--- BEGIN Given passage ---
Özge Gürel Çayoğlu (born 5 February 1987) is a Turkish actress.

Life
Of Circassian and Turkish origin, Özge Gürel was born on 5 February 1987 in Istanbul. Her father is of Circassian descent while her maternal family were Turkish immigrants from Thessaloniki. She lived in Silivri, Turkey, until she finished high school. Gürel initially studied business at the Beykent University, but left it unfinished. She then took acting lessons, followed by acting management lessons.

Gürel stepped into the world of acting with the character of "Zeynep" in Kızım Nerede?. In 2014, she became the lead actress in Kiraz Mevsimi. Between 2016–2017, Kiraz Mevsimi was broadcast on Canale 5, one of Italy's most famous channels, and became the first Turkish TV series broadcast on Italian television. She played the leading role in the TV series Yıldızlar Şahidim in 2017.
Gürel also played the lead role of "Nazlı Pinar Aslan" in Dolunay with co-star Can Yaman in 2017.
--- END Given passage ---
Please copy the Özge Gürel text word for word from "Özge Gürel Çayoğlu" to "Şahidim in 2017.". The material after the Özge Gürel text has no role in this work.
--- BEGIN Supplied data ---
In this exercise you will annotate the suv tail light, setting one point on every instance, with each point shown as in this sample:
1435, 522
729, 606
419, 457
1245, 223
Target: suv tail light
--- END Supplied data ---
--- BEGIN Supplied data ---
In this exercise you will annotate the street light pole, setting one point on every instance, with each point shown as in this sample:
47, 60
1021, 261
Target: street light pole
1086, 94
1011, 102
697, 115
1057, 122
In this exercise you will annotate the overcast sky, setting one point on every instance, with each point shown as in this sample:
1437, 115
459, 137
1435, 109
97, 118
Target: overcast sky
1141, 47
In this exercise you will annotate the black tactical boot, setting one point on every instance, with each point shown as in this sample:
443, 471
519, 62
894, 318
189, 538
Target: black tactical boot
--- END Supplied data ---
Written response:
Özge Gürel Çayoğlu (born 5 February 1987) is a Turkish actress.

Life
Of Circassian and Turkish origin, Özge Gürel was born on 5 February 1987 in Istanbul. Her father is of Circassian descent while her maternal family were Turkish immigrants from Thessaloniki. She lived in Silivri, Turkey, until she finished high school. Gürel initially studied business at the Beykent University, but left it unfinished. She then took acting lessons, followed by acting management lessons.

Gürel stepped into the world of acting with the character of "Zeynep" in Kızım Nerede?. In 2014, she became the lead actress in Kiraz Mevsimi. Between 2016–2017, Kiraz Mevsimi was broadcast on Canale 5, one of Italy's most famous channels, and became the first Turkish TV series broadcast on Italian television. She played the leading role in the TV series Yıldızlar Şahidim in 2017.